The long side is the obvious case, but what if

• Square A: 1x1
• Square B: 2x2
• Rectangle 3x1

=> FitIn(1,2,3,1)?

in C#

public bool FitIn(int a, int b, int m, int n)
{
   //both squares (added) must fit into the long side of the rectangle AND
   //the bigger single square must fit into the short side of the rectangle

   int longSide = Math.Max(m,n);
   int shortSide = Math.Min(m,n);
   int addedSquareLengths = a + b;
   int biggerSingleSquareSize = Math.Max(a,b);

   //do they fit?
   bool fitsLong = addedSquareLengths <= longSide;
   bool fitsShort = biggerSingleSquareSize <= shortSide;

   return fitsLong && fitsShort;
}

I know, it's a bit verbose, but very self explanatory. A short version will look like this:

public bool FitIn(int a, int b, int m, int n) =>
   (a + b <= Math.Max(m,n)) && //longSide
   (Math.Max(a,b) <= Math.Min(m,n)); //shortSide

[Vaibhav Yadav]

In JavaScript.

const fit_in = (a, b, m, n) => a + b <= Math.max(m, n);

[Andreas Jakof]

Assert.IsFalse(fit_in(1,2,3,1)

[Nick Holmes]

In F#.

let fit_in a b m n = a + b <= max m n

[Andreas Jakof]

let actual = fit_in 1 2 3 1
Assert.That(actual, Is.False)

[erezwanderman]

JS

fit_in = (a,b,m,n) => ((a + b) <= m && a <= n && b <= n) || ((a + b) <= n && a <= m && b <= m)

[Vaibhav Yadav]

Thanks for pointing that out, edited the solution.

___

» REQUEST:
Write out the thread on fitting two squares into a rectangle in full, word for word. The lines that follow have no connection to the thread on fitting two squares into a rectangle.

» RECORDED INFORMATION:
___

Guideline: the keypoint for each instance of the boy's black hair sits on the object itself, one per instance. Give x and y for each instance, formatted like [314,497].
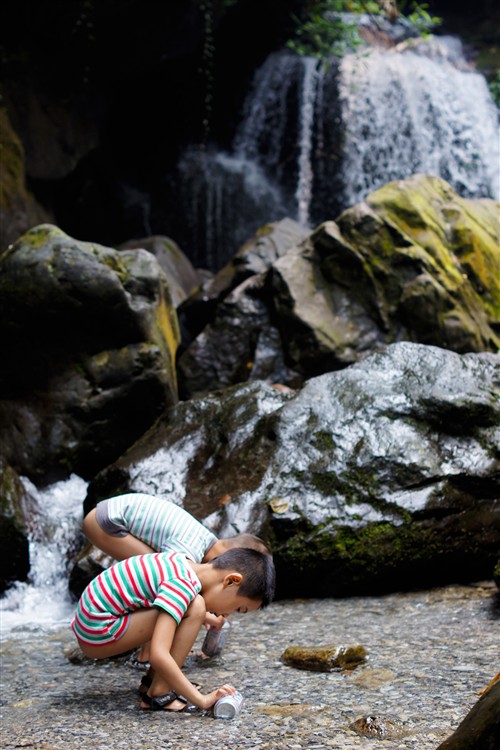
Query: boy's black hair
[248,541]
[257,569]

___

» THE REPLY:
The long side is the obvious case, but what if

• Square A: 1x1
• Square B: 2x2
• Rectangle 3x1

=> FitIn(1,2,3,1)?

in C#

public bool FitIn(int a, int b, int m, int n)
{
   //both squares (added) must fit into the long side of the rectangle AND
   //the bigger single square must fit into the short side of the rectangle

   int longSide = Math.Max(m,n);
   int shortSide = Math.Min(m,n);
   int addedSquareLengths = a + b;
   int biggerSingleSquareSize = Math.Max(a,b);

   //do they fit?
   bool fitsLong = addedSquareLengths <= longSide;
   bool fitsShort = biggerSingleSquareSize <= shortSide;

   return fitsLong && fitsShort;
}

I know, it's a bit verbose, but very self explanatory. A short version will look like this:

public bool FitIn(int a, int b, int m, int n) =>
   (a + b <= Math.Max(m,n)) && //longSide
   (Math.Max(a,b) <= Math.Min(m,n)); //shortSide

[Vaibhav Yadav]

In JavaScript.

const fit_in = (a, b, m, n) => a + b <= Math.max(m, n);

[Andreas Jakof]

Assert.IsFalse(fit_in(1,2,3,1)

[Nick Holmes]

In F#.

let fit_in a b m n = a + b <= max m n

[Andreas Jakof]

let actual = fit_in 1 2 3 1
Assert.That(actual, Is.False)

[erezwanderman]

JS

fit_in = (a,b,m,n) => ((a + b) <= m && a <= n && b <= n) || ((a + b) <= n && a <= m && b <= m)

[Vaibhav Yadav]

Thanks for pointing that out, edited the solution.